TRECHO PARA LEITURA:

%%

Terça-feira, 23 de novembro de 2004
NO MÍNIMO - ZUENIR VENTURA
23.11.2004 Num lugar, você lê que daqui a pouco talvez se possa chegar aos 100 anos de idade em boa forma e com grande disposição. Isso evidentemente, se o mundo não acabar antes. Aliás, não sei nem se é vantagem tanta longevidade, porque do jeito que as coisas vão, tem hora que dá vontade de mandar parar para descer antes. Ou então pedir para dar aquela congelada e só voltar daqui a uns 50 anos, quando não houver mais tanta baixaria (o problema é que não adianta, há males que sempre duram).
Em outro lugar, aprende-se que, ao contrário, é inútil se precaver: tudo aquilo que você fez por recomendação médica para manter sua saúde – testes, exames preventivos, controle, revisão – não tem mais o menor valor, ou melhor, pode até ter, mas pode também não ter, o que aumenta sua insegurança. Segundo a repórter Laura Capriglione, da “Folha”, “o check-up está em xeque. O questionamento vem do país que o inventou”.
Ela conta que médicos e estatísticos americanos, numa operação conjugada e cruzando dados, chegaram a algumas conclusões desanimadoras. Por exemplo, são de eficácia relativa para detectar muitos tipos de câncer todos aqueles aparelhos mágicos, aquela parafernália tecnológica a que a gente se submete regularmente: ultra-sonografia, raio-X, tomografia computadorizada, eletrocardiograma.

%%

DADOS FORNECIDOS:
%%

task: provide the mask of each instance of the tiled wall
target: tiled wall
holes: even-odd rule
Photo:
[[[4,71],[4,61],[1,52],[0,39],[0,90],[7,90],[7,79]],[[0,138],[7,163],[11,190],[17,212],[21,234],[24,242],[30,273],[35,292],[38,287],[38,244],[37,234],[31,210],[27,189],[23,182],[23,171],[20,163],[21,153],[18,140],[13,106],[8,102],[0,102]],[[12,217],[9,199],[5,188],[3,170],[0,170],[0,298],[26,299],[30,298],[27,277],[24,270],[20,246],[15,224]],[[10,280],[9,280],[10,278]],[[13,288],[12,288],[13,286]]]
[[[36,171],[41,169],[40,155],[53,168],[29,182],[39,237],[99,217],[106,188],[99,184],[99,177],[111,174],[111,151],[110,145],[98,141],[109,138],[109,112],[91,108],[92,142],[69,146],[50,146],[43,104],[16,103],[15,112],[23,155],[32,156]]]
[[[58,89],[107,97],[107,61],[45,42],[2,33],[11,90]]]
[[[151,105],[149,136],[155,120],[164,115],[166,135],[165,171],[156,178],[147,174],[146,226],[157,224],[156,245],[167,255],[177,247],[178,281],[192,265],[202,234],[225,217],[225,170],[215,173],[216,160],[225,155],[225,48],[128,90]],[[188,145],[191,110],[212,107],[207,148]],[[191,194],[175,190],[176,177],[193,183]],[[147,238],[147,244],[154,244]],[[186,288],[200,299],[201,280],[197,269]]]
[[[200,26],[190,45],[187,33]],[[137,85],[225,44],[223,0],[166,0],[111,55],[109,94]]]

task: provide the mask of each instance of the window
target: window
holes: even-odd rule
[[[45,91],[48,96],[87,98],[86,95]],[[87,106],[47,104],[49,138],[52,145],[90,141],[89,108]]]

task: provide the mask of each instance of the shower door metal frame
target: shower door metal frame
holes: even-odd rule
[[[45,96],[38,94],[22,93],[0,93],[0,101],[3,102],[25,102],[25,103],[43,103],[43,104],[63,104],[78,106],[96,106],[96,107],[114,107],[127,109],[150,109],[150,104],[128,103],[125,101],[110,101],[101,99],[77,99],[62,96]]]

%%

TAREFAS A CUMPRIR:
1. Indique se cada afirmação concorda com o texto sobre o check-up, respondendo sim ou não e citando literalmente as palavras do texto que decidem a questão: (a) O questionamento do check-up parte do país que o criou. (b) Os médicos e estatísticos americanos chegaram às suas conclusões trabalhando de forma isolada, sem cruzar dados. (c) Os aparelhos como a ultra-sonografia e a tomografia computadorizada são de plena eficácia para detectar muitos tipos de câncer.
2. Prossiga o texto sobre o check-up a partir do ponto em que ele termina.

RESPOSTAS NUMERADAS:
1.
(a) Sim: "O questionamento vem do país que o inventou".
(b) Não: "numa operação conjugada e cruzando dados".
(c) Não: "são de eficácia relativa para detectar muitos tipos de câncer todos aqueles aparelhos mágicos".

2.
Utilizando uma tabela de notas, a agência americana especializada em cuidados com a saúde analisou sete tipos de avaliação e destes só dois obtiveram “A”, o maior conceito, já que “os benefícios superam substancialmente os danos”: o exame Papanicolau, que detecta o câncer do colo de útero, e a medição de pressão arterial. A mamografia recebeu nota mais baixa, “B”, e o exame clínico e o auto-exame, ambos de mama, se saíram pior ainda: tiveram “I”. Esta mesma nota recebeu o conjunto de tomografia computadorizada, raio-X de tórax, análise de escarro para detectar o câncer de pulmão. Dois outros exames com máquinas tiveram nota “D”: a ultra-sonografia transvaginal para detectar o câncer de ovário e o conjunto de eletrocardiograma de repouso, teste ergométrico ou tomografia computadorizada para doenças coronárias.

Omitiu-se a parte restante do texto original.